═════ Texto ═════

Vídeo realizado durante a intervenção Teto de Areia na ocupação Maria Bonita, em 19/07/15
Vídeo: Mirrah Iañez
canção de amor para Maria Bonita
quinta-feira, 23 de julho de 2015
tRANSBORDa
por Diogo Rios
tRANSBORDa
Sobre
a intervenção Enterro do Volume Morto – Coletivo Território B
Diga
Rios
Sondas,
foguetes, satélites, pedaços de metais lançados ao infinito em
busca de pistas de um novo mundo - muito além da transposição do
atlântico - habitável e ainda suficientemente distante da cobiça,
capaz de suportar vida, oxigená-la e multiplica-la, através d’água.
Estranho projeto o humano, o de lançar-se em busca da vida líquida
enquanto soterra e pisoteia o que majoritariamente nos constitui.

═════ Dados fornecidos ═════

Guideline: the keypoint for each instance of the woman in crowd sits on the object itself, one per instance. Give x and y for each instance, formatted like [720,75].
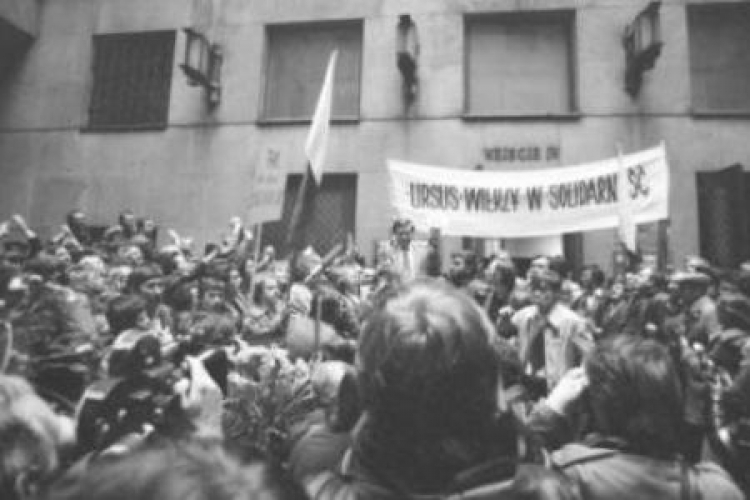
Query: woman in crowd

═════

Instruções:
1. Responda às perguntas abaixo com base no texto sobre a intervenção Enterro do Volume Morto.
(a) Em que data o texto foi publicado?
(b) Quem assina o texto?
(c) Que objetos o texto diz serem lançados ao infinito?
2. Prossiga com o texto sobre a intervenção Enterro do Volume Morto a partir do ponto em que ele termina.
A listagem não tem relação nenhuma com o texto.

Respostas:
1.
(a) Quinta-feira, 23 de julho de 2015.
(b) Diogo Rios.
(c) Sondas, foguetes, satélites e pedaços de metais.

2.
O
curso vital, a fluidez, natureza do liquido, infiltrando-se no solo e
fertilizando a existência, interrompida por canais, asfalto,
blindagens, lucro. Desejo de controle da vida-água, em retificações
positivistas, grandes represamentos que estacionam o movimento e
produzem água parada, amortecida, volumes mortos. Veneno de ilusório
progresso, chumbo, mercúrio, cádmio armazenado, água morta de
ciclo, encarcerada nos buracos das escavadeiras e no conforto de
torneiras abertas que, em iminente secura, revela limites de uma
civilização suicida.
Desvela
que somos milhões de amotinados em estranhas concentrações
urbanas, espécies disfarçadas de campos de refugiados que resistem
às propriedades privadas, às expulsões dos campos férteis, às
negações de existir e às seduções do poder de compra de água
engarrafada, privatizada, em um cotidiano de guerra de todos contra
todos na competitividade mercantil. Acotovelamo-nos no ir e vir,
estado de pressa, ritmo produtivo, em cegueira “Non
ducor, duco”1,
louvação dos pelotões de extermínio-bandeirantes que usufruíram
dos leitos fluviais para tingir seu curso de sangue antes de
represa-lo. A água segue parada, esgotada, esgoto em processo de
“comoditização”.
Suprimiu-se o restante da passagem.